» **Учебный текст**:
Записки русского тенора
Мое музыкальное детство
Мне часто снятся сны.
Каждую ночь.
И чем больше я живу, тем чаще снится детство.
И хотя оно было трудное, без радости, игрушек и забав, но как детство, так и далекая юность, кажутся сегодня милыми, светлыми, хорошими.
Обычно, вспоминая о детстве какого-нибудь музыканта, говорят, что с детства у него обнаружились музыкальные способности.
Возможно, что и про меня можно было так сказать.
В семье, где я родился, была большая любовь к пению и музыке.
По словам мамы, у меня очень рано выявился музыкальный слух.
Запел я в три года.
Взрослые упомянули в разговоре какую-то популярную песню и вдруг услышали, как я во весь голос завопил мотив этого жестокого романса.
Из соседней комнаты выглянул дедушка-священник, иерей, с вопросом в глазах, но мама сделала знак «тс-с-с», чтобы не спугнуть этот порыв.
Я появился на свет божий 17-го октября 1908 года в селе Сушки Спасского уезда Рязанской губернии, куда моего отца Ивана Николаевича 1873 года рождения перевели служить из села Крутицы священником женского сушкинского монастыря.
Мать, Александра Ивановна, урожденная Манухина, ее отец — незаконный сын и управляющий имением рязанского князя Горчакова) была умная, красивая женщина с твердым характером.
Всю свою жизнь она посвятила дому и детям.
В доме всегда был порядок — чисто, удобно, спокойно.
Строгие правила!
У отца был красивый тенор, и служил он не как другие священники.
Когда он произносил «Господи, помилуй!» в его голосе слышались слезы.
И становилось ясно, что Господь слышит его.
А уж в слово «помилуй» было вложено столько просьбы и столько покаяния за содеянные грехи!
Он сам плакал, и вся церковь при этом плакала.
Церковное начальство знало, как служит Орфенов, поэтому много лет спустя, когда в Казанском женском монастыре соседнего города Касимова освободилось место священника, отца из Сушек перевели туда.

» **Записанные данные**:
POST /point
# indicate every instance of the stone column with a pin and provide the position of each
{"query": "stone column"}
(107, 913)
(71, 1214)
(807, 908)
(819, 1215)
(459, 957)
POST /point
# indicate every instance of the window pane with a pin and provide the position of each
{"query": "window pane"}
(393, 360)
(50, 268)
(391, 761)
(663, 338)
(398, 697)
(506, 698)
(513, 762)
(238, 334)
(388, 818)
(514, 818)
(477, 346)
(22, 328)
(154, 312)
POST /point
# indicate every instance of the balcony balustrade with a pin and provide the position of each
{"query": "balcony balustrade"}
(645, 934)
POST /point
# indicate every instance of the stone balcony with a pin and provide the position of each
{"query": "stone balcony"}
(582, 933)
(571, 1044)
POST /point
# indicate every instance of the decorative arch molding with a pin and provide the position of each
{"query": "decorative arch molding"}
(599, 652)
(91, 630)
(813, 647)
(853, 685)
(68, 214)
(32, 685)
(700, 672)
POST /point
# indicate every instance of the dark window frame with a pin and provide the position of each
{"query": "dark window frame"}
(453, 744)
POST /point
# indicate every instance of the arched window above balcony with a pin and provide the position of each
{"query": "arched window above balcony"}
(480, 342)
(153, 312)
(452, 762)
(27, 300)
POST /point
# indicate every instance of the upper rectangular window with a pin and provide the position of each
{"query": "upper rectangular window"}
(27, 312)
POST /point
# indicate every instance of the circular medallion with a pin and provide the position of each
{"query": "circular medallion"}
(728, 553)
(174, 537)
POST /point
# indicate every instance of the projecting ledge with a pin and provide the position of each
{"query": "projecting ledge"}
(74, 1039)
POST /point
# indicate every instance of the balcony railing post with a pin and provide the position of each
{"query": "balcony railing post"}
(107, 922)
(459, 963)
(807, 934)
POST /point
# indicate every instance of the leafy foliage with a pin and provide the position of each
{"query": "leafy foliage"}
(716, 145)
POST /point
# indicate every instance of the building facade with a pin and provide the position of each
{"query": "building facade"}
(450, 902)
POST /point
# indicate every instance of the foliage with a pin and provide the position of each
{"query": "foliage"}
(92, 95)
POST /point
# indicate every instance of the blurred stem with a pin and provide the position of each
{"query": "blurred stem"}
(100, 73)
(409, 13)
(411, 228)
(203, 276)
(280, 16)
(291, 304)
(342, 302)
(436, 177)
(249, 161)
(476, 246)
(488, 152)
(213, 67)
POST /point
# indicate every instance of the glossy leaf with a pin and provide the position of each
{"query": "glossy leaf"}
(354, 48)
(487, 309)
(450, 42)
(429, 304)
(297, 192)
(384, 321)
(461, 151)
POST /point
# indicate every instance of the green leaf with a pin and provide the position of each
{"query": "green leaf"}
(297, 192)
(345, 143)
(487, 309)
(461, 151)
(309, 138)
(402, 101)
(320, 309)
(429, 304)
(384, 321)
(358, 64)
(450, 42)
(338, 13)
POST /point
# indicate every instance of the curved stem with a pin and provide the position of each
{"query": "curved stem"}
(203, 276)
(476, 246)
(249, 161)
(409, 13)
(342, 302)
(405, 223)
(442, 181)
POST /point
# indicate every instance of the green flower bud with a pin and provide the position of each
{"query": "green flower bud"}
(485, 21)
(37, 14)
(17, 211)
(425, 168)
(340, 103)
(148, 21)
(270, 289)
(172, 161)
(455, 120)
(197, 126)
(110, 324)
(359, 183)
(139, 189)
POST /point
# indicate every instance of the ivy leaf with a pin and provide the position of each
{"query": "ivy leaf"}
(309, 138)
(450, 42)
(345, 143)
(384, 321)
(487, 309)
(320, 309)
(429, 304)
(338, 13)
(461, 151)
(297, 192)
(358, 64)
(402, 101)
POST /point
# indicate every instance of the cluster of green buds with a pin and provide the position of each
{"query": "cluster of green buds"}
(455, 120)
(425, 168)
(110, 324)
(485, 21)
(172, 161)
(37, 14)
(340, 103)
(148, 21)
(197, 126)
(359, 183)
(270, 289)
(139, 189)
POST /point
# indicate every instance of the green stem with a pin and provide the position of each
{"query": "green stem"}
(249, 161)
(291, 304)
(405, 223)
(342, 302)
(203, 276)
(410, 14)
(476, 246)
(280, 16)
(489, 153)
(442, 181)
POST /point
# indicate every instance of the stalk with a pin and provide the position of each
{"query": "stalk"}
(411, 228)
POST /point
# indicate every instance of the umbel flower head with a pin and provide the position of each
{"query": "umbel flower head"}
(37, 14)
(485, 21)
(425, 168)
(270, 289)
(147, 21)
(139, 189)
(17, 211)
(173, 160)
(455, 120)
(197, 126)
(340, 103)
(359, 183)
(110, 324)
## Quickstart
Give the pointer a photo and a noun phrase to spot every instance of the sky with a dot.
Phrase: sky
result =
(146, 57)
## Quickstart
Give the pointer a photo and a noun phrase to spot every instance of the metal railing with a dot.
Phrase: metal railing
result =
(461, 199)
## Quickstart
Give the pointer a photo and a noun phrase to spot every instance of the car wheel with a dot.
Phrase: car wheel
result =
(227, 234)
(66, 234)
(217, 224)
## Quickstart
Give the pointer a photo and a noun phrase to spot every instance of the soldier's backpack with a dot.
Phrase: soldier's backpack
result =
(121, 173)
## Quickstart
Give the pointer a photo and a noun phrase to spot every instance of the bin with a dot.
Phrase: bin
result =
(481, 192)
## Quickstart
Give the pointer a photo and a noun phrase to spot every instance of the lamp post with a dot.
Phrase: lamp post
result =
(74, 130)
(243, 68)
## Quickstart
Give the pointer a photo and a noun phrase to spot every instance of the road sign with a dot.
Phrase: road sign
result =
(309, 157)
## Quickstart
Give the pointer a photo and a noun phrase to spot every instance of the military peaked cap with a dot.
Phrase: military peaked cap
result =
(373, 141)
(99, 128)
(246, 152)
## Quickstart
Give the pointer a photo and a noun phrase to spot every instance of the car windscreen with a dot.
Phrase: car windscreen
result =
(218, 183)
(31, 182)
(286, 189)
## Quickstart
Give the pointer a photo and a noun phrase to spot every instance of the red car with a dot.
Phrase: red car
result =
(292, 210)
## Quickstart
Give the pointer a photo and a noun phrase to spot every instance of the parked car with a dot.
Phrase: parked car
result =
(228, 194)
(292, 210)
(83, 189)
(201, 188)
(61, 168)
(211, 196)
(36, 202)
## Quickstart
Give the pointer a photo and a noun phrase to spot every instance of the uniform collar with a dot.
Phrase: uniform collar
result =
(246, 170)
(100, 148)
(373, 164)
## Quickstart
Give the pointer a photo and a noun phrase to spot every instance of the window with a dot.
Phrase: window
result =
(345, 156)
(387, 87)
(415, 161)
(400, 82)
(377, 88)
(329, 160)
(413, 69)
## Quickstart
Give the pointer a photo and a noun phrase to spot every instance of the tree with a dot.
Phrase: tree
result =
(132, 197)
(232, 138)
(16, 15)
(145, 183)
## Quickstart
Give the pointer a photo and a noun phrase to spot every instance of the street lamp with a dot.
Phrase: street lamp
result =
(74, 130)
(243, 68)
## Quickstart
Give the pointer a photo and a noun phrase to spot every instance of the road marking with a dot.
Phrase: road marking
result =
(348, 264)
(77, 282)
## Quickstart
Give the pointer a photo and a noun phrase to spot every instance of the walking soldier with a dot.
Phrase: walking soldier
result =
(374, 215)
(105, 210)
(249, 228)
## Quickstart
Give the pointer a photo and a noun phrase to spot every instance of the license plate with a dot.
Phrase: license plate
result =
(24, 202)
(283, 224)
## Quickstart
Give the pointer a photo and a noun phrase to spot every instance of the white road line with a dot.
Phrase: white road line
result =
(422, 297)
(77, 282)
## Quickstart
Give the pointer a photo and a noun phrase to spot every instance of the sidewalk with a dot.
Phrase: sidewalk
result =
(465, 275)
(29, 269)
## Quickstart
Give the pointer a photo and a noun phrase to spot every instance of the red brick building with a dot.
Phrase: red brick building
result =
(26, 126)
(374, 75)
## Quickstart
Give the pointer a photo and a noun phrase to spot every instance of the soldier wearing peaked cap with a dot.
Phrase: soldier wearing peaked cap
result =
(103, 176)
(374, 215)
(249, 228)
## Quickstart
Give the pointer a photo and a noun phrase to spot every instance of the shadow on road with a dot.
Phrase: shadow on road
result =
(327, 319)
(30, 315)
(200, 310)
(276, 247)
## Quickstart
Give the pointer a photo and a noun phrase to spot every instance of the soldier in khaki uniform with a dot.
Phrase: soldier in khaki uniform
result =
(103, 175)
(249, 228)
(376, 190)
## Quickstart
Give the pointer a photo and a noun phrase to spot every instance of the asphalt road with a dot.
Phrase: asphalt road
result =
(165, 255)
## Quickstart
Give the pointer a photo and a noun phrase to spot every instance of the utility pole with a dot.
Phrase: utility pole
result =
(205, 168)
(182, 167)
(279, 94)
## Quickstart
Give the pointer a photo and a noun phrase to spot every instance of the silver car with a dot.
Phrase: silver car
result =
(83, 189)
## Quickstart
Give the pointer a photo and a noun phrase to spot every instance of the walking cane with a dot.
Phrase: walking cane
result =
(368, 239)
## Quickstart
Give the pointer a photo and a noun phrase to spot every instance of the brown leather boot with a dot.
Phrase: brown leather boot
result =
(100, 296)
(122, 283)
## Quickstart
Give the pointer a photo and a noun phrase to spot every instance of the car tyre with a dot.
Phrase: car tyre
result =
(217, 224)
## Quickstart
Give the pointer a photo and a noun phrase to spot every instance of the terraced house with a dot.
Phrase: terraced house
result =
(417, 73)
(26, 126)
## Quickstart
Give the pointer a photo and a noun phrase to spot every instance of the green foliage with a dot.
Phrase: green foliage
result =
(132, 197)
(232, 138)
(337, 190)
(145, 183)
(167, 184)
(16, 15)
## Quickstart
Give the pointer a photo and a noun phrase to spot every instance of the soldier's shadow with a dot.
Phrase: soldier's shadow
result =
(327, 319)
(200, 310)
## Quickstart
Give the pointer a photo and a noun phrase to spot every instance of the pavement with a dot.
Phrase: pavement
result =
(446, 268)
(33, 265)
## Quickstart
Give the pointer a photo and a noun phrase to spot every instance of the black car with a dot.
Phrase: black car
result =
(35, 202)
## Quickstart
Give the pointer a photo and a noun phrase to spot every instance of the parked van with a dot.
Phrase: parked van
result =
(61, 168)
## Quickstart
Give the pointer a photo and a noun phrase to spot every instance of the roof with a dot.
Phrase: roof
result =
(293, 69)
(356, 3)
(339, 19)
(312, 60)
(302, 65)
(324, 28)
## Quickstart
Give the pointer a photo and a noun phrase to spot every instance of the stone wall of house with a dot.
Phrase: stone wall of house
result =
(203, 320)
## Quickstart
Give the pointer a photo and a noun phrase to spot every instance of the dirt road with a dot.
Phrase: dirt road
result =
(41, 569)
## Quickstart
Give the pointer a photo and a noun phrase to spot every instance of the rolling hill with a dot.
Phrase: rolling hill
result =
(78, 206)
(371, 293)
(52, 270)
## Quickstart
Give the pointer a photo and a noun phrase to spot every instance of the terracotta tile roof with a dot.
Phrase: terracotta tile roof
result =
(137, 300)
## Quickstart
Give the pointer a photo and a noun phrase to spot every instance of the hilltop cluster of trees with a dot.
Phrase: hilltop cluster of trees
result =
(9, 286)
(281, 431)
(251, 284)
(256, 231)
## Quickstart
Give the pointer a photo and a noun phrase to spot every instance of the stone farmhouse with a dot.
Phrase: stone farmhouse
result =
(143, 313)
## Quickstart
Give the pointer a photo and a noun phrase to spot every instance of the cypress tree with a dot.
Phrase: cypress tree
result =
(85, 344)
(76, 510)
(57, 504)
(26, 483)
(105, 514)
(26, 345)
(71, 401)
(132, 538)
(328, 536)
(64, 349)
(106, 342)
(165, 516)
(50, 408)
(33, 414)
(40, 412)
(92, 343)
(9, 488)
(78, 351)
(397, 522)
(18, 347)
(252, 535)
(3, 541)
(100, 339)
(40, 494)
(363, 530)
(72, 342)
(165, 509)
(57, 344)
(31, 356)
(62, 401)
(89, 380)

» **Порядок работы A**: Скопируйте из учебного текста фрагмент от слов «И хотя оно было» до слов «пению и музыке.» включительно.
» **Порядок работы B**: Укажите по учебному тексту, когда и где родился рассказчик.

» **Результат упражнения A**:
И хотя оно было трудное, без радости, игрушек и забав, но как детство, так и далекая юность, кажутся сегодня милыми, светлыми, хорошими.
Обычно, вспоминая о детстве какого-нибудь музыканта, говорят, что с детства у него обнаружились музыкальные способности.
Возможно, что и про меня можно было так сказать.
В семье, где я родился, была большая любовь к пению и музыке.

» **Результат упражнения B**: 17 октября 1908 года, в селе Сушки Спасского уезда Рязанской губернии.